**Exercise passage**

== Segment start ==

Gene Therapy for ED Appears Safe
Gene Therapy Treatment Called "Maxi-K" Lasts for 6 Months in Early Studies
WebMD News Archive
May 20, 2008 -- Gene therapy treatment for erectile dysfunction (ED) appears safe in early tests, scientists announced today at the American Urological Association's annual meeting in Orlando, Fla.
No safety problems were seen in the 11 men with ED who got the gene therapy treatment two years ago, notes Arnold Melman, MD, professor and chairman of the urology department at New York's Albert Einstein College of Medicine.
The men got an injection of a human gene, called the Maxi-K gene, into their penis.
"The gene produces a protein that makes the Maxi-K channel. And when that channel is open, it causes the smooth muscle cells to relax," helping to facilitate erections, Melman tells WebMD. "What we're doing is correcting a problem that's induced by aging and disease."

== Segment end ==

**Records provided**
== Segment start ==

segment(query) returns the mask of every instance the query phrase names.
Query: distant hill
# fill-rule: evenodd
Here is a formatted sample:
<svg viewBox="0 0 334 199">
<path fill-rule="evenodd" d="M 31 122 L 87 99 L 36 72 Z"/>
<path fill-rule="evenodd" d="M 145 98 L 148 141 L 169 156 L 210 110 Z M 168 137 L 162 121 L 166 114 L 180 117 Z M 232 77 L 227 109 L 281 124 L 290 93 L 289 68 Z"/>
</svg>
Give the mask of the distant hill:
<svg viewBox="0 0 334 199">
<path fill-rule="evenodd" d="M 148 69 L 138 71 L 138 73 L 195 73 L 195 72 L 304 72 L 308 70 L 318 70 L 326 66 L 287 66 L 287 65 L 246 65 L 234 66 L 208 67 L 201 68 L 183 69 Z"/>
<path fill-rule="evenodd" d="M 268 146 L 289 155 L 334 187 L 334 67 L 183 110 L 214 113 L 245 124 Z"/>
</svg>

== Segment end ==

**What the task requires**
Decide whether each statement agrees with the news item on gene therapy for ED, and answer yes or no for each, quoting the deciding words of the text. 1. The men in the early study received their treatment two years before the announcement. 2. Safety problems appeared in some of the 11 men who were treated. 3. The findings were announced at a meeting held in New York.

**Written response**
1. Yes: "who got the gene therapy treatment two years ago"
2. No: "No safety problems were seen in the 11 men with ED"
3. No: "annual meeting in Orlando, Fla."